Interviews with Ian Fleming

This is a transcription from a now-lost TV interview. My thanks once again to the fellow researcher and collector who kindly sent me the transcript.

Tonight (April 16, 1962)

He wore a dark blue belted raincoat and a soft black hat pulled rather far down. Carefully, almost too carefully, he lit a cigarette, a cigarette with three distinctive gold rings, blended for him from a Balkan tobacco mixture by Morland’s of Grosvenor Street. With a look of cold, measured passion, he moved forward in his hand-made brown suede shoes. Deftly he slipped a point two five berretta out of its chamois leather holster, took aim and fired. James Bond, Secret Agent no. 007, had arrived. In fact, James Bond, as every addict knows, arrived ten years ago, bringing with him a smart-set world of iced vodka, martinis, Caribbean yachts, scent by Guerlain, Bentley Continentals, all the most expensive flesh pots. It’s also a world of naked flesh either in sexual collision or under sexual assault from weapons as varied as a carpet beater and the tail of a sting ray.

■ **GIVEN TASK 1**: Reproduce verbatim the portion of the Fleming interview transcription between "This is a transcription" and "(April 16, 1962)", inclusive.

■ **DATASET ROWS**:
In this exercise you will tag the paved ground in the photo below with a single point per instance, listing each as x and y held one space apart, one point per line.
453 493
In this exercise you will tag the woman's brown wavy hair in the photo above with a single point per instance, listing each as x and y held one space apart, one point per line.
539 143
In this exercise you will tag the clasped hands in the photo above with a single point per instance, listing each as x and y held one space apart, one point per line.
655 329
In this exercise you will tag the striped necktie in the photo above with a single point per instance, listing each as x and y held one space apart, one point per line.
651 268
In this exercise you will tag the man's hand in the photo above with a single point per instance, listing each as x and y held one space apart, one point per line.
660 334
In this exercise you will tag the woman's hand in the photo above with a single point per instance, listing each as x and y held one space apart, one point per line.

---

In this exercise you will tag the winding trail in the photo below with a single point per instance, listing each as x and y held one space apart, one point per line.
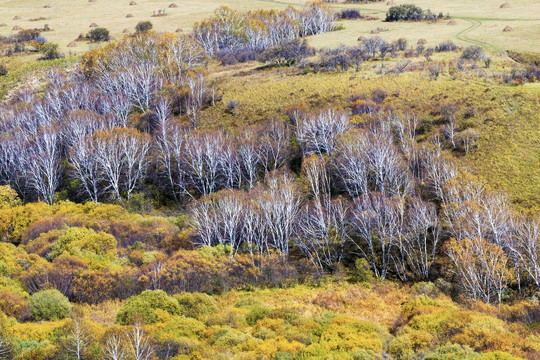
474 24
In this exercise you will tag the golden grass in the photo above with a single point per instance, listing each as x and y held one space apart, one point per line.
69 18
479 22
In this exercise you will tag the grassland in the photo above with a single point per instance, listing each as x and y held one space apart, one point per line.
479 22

■ **GIVEN TASK 2**: Rewrite the rows between the lines holding "In this exercise you will tag the clasped" and "In this exercise you will tag the woman's hand", inclusive, with "necktie" replaced by "cravat" and nothing else altered. Return only those rows.

■ **CORRECT RESULT 1**:
This is a transcription from a now-lost TV interview. My thanks once again to the fellow researcher and collector who kindly sent me the transcript.

Tonight (April 16, 1962)

■ **CORRECT RESULT 2**:
In this exercise you will tag the clasped hands in the photo above with a single point per instance, listing each as x and y held one space apart, one point per line.
655 329
In this exercise you will tag the striped cravat in the photo above with a single point per instance, listing each as x and y held one space apart, one point per line.
651 268
In this exercise you will tag the man's hand in the photo above with a single point per instance, listing each as x and y held one space apart, one point per line.
660 334
In this exercise you will tag the woman's hand in the photo above with a single point per instance, listing each as x and y held one space apart, one point per line.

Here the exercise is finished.